* _Assignment_
Write out the listing again, exactly as it appears below.

* _Data for processing_

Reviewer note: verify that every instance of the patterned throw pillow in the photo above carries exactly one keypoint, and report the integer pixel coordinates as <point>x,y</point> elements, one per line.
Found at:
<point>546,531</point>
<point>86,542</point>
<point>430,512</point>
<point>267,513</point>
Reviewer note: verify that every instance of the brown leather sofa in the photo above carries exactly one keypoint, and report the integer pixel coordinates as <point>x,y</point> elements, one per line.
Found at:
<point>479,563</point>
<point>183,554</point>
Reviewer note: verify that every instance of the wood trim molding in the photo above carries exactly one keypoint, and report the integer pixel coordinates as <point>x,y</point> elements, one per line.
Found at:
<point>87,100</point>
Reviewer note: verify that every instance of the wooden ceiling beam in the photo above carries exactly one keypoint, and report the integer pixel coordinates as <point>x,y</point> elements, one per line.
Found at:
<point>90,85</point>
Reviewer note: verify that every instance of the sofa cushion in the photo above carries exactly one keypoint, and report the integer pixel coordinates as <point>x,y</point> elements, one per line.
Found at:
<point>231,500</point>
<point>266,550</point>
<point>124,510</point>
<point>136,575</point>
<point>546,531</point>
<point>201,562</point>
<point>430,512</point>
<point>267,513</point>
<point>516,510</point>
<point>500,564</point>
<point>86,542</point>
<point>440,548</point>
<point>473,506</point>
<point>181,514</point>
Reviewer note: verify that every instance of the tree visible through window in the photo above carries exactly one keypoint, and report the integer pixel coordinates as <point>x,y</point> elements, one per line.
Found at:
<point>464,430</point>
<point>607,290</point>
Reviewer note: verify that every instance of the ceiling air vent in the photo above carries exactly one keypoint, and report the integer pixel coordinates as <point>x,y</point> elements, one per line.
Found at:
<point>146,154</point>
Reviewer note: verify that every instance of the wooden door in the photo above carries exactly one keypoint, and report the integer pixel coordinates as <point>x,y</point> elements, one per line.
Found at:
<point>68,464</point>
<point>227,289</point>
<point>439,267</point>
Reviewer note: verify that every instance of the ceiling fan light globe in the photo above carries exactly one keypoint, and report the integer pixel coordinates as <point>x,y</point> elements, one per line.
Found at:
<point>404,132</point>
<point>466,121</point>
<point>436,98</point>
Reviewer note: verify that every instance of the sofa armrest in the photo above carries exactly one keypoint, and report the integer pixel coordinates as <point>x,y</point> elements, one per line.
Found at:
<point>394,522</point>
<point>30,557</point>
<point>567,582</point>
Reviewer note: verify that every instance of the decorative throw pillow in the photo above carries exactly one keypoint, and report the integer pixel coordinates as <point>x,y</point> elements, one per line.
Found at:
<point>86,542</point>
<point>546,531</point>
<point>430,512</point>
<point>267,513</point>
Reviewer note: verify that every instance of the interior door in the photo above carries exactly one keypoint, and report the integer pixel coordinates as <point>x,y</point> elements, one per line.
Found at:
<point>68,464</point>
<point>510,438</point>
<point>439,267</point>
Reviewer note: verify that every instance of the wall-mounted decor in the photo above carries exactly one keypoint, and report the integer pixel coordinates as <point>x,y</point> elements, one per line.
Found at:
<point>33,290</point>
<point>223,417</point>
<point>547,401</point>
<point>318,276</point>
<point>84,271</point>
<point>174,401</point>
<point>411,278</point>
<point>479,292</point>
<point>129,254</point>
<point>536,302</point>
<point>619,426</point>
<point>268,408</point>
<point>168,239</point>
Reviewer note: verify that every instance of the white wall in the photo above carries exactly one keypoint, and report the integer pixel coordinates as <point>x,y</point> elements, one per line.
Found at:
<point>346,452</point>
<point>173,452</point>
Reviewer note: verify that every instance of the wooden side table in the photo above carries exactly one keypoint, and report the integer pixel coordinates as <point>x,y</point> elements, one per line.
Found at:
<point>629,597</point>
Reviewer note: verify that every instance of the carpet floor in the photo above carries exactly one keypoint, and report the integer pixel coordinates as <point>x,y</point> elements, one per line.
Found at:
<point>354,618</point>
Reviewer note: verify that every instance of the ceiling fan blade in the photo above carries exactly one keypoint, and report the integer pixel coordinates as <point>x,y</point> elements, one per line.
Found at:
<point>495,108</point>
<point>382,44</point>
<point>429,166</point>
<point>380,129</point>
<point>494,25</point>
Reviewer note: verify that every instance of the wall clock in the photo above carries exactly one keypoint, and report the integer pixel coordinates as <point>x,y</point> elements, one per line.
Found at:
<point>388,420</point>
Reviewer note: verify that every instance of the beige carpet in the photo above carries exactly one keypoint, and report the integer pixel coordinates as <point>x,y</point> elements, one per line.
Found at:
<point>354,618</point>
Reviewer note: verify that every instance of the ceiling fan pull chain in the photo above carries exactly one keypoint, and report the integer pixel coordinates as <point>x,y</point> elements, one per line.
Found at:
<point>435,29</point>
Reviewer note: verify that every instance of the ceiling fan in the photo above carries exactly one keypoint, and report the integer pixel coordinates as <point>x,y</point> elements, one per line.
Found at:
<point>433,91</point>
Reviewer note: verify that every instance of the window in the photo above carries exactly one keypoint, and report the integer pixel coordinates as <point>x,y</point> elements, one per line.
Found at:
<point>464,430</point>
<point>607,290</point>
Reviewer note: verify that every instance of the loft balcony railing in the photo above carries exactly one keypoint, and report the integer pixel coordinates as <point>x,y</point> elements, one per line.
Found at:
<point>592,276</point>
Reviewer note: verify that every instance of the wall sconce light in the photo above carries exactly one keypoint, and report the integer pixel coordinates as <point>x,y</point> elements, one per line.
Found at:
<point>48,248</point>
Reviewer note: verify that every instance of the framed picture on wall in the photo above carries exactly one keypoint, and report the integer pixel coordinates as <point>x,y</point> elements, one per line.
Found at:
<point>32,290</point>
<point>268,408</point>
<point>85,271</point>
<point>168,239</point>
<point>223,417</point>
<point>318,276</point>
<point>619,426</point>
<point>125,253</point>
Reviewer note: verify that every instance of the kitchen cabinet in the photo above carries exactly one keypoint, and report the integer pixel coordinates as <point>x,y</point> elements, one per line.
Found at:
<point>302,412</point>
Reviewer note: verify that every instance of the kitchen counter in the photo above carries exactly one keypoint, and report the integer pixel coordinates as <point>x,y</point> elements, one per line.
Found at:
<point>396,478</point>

* _Task output_
Reviewer note: verify that every instance of the patterned throw pillow in the photo above carries exactly one keypoint, and report the integer pixel coordinates as <point>x,y</point> elements, one per line.
Found at:
<point>546,531</point>
<point>86,542</point>
<point>430,512</point>
<point>267,513</point>
Reviewer note: verify that every instance of the brown leather sofa in the photo above carries exactly one keypoint, and report the integer pixel coordinates as <point>x,y</point> elements, one per line.
Found at:
<point>479,563</point>
<point>183,554</point>
Reviewer note: verify that every instance of the wood trim molding in the photo above carries exactly one keypoint, and report the integer pixel coordinates as <point>x,y</point> elements, one per line.
Found at:
<point>87,100</point>
Reviewer note: verify that every instance of the wooden ceiling beam in the photo above carries exactly one keypoint, and report the integer pixel coordinates as <point>x,y</point> elements, one per line.
Found at:
<point>90,85</point>
Reviewer note: verify that every instance of the sofa cushion in the photo above carries exactly one keypoint, and report the integer pixel coordinates as <point>x,y</point> elements, one per line.
Found at:
<point>231,500</point>
<point>266,550</point>
<point>124,510</point>
<point>136,575</point>
<point>546,531</point>
<point>201,562</point>
<point>430,512</point>
<point>267,513</point>
<point>516,510</point>
<point>500,564</point>
<point>86,542</point>
<point>440,548</point>
<point>473,506</point>
<point>181,514</point>
Reviewer note: verify that every instance of the tree visible through window in the photo above carries exactly one keypoint, and report the integer pixel coordinates as <point>x,y</point> elements, one per line.
Found at:
<point>464,430</point>
<point>607,290</point>
Reviewer note: verify that every instance of the ceiling air vent in the photo above carries exactly one keypoint, and report the integer pixel coordinates as <point>x,y</point> elements, one per line.
Found at:
<point>146,154</point>
Reviewer note: verify that every instance of the wooden door in the photo above carries exactly one keypoint, and report the integer pixel coordinates as <point>x,y</point> elements, one per line.
Found at:
<point>68,464</point>
<point>227,289</point>
<point>439,267</point>
Reviewer note: verify that every instance of the ceiling fan light globe in the photo above carries exactly one keypoint, and report the integer pixel coordinates as <point>x,y</point> elements, one per line.
Found at:
<point>404,132</point>
<point>466,121</point>
<point>436,98</point>
Reviewer note: verify that every instance of the sofa armrest in the photo above carries exactly one keypoint, and report the integer pixel coordinates as <point>x,y</point> elements, one per line.
Found at:
<point>394,522</point>
<point>30,557</point>
<point>567,582</point>
Reviewer note: verify that every instance of the decorative throw pillow in the photo above carries exactly one keypoint, and report the integer pixel coordinates as <point>x,y</point> elements, one per line.
Found at:
<point>86,542</point>
<point>546,531</point>
<point>430,512</point>
<point>267,513</point>
Reviewer note: verify that every instance of the interior door in the photo above carries exactly one keypoint, and report the integer pixel coordinates as <point>x,y</point> elements, one per line.
Found at:
<point>68,464</point>
<point>510,438</point>
<point>439,267</point>
Reviewer note: verify that every instance of the wall-mounted decor in the photo above carries exactly one keypoint, and report the integer pixel coordinates as <point>x,y</point> elements, one per line.
Found at:
<point>33,290</point>
<point>223,417</point>
<point>547,401</point>
<point>318,276</point>
<point>84,271</point>
<point>174,401</point>
<point>411,278</point>
<point>479,292</point>
<point>129,254</point>
<point>536,302</point>
<point>619,426</point>
<point>268,408</point>
<point>168,239</point>
Reviewer note: verify that every instance of the white wall in the photo above carries exactly one keypoint, and report the integer pixel coordinates as <point>x,y</point> elements, one per line.
Found at:
<point>346,452</point>
<point>173,452</point>
Reviewer note: verify that every instance of the wooden side table in the photo above carries exactly one keypoint, and report the integer pixel coordinates as <point>x,y</point> elements, one per line.
Found at:
<point>629,597</point>
Reviewer note: verify that every instance of the carpet floor in the photo above carries exactly one keypoint, and report the integer pixel coordinates as <point>x,y</point> elements, one per line.
Found at:
<point>354,618</point>
Reviewer note: verify that every instance of the ceiling fan blade in the photo above carries exactly one keypoint, and report the integer pixel coordinates as <point>x,y</point> elements, one per line.
Found at:
<point>495,108</point>
<point>382,44</point>
<point>429,166</point>
<point>380,129</point>
<point>494,25</point>
Reviewer note: verify that every instance of the wall clock in the photo above carries exactly one keypoint, and report the integer pixel coordinates as <point>x,y</point> elements, one per line.
Found at:
<point>388,420</point>
Reviewer note: verify that every instance of the beige carpet in the photo above carries exactly one keypoint, and report the integer pixel coordinates as <point>x,y</point> elements, one per line.
Found at:
<point>354,618</point>
Reviewer note: verify that every instance of the ceiling fan pull chain in the photo above carries exactly one keypoint, and report the integer pixel coordinates as <point>x,y</point> elements, one per line.
Found at:
<point>435,29</point>
Reviewer note: verify that every instance of the ceiling fan in the photo above carries exactly one keypoint, and report the integer pixel coordinates as <point>x,y</point> elements, one per line.
Found at:
<point>433,91</point>
Reviewer note: verify that every instance of the window in the photo above carries exactly one keypoint, and report the integer pixel coordinates as <point>x,y</point> elements, one per line.
Found at:
<point>464,430</point>
<point>607,290</point>
Reviewer note: verify that every instance of the loft balcony railing in the photo above carries exactly one keypoint, and report the integer pixel coordinates as <point>x,y</point> elements, one per line.
Found at:
<point>592,276</point>
Reviewer note: verify that every instance of the wall sconce light in the photo above carries exactly one keypoint, and report the integer pixel coordinates as <point>x,y</point> elements, one per line.
Found at:
<point>48,248</point>
Reviewer note: verify that every instance of the framed picture on wall in the photo above carries exactly one keypoint, and report the integer pixel coordinates as <point>x,y</point> elements, one per line.
Found at:
<point>32,290</point>
<point>268,408</point>
<point>85,271</point>
<point>168,239</point>
<point>223,417</point>
<point>318,276</point>
<point>619,426</point>
<point>125,253</point>
Reviewer note: verify that every instance of the kitchen cabinet in the photo above carries exactly one keypoint, and report the integer pixel coordinates as <point>x,y</point> elements, one per line.
Found at:
<point>302,412</point>
Reviewer note: verify that every instance of the kitchen counter in the photo above carries exactly one keypoint, and report the integer pixel coordinates as <point>x,y</point> elements, one per line.
Found at:
<point>396,478</point>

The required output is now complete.